__DATA TO EXAMINE__
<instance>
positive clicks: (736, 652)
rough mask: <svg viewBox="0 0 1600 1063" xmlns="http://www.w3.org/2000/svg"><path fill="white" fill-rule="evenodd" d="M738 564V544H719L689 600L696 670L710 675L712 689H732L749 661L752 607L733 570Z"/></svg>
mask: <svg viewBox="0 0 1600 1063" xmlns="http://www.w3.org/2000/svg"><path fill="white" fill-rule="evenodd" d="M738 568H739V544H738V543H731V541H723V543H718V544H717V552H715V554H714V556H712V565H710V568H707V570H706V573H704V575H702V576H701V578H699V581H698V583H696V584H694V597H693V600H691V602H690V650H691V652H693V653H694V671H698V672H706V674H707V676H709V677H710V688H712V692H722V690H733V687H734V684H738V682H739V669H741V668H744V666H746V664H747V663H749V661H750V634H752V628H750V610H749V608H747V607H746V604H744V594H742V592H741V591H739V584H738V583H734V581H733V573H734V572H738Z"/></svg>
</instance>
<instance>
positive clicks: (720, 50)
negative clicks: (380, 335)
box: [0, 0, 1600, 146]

__YOUR TASK__
Reproduce the lines word for word, starting at the first line and ending at the line that contains "rough mask: <svg".

__SOLUTION TO THE EXERCISE__
<instance>
positive clicks: (736, 652)
rough mask: <svg viewBox="0 0 1600 1063" xmlns="http://www.w3.org/2000/svg"><path fill="white" fill-rule="evenodd" d="M738 564V544H719L689 600L696 670L710 675L712 689H732L749 661L752 607L733 570Z"/></svg>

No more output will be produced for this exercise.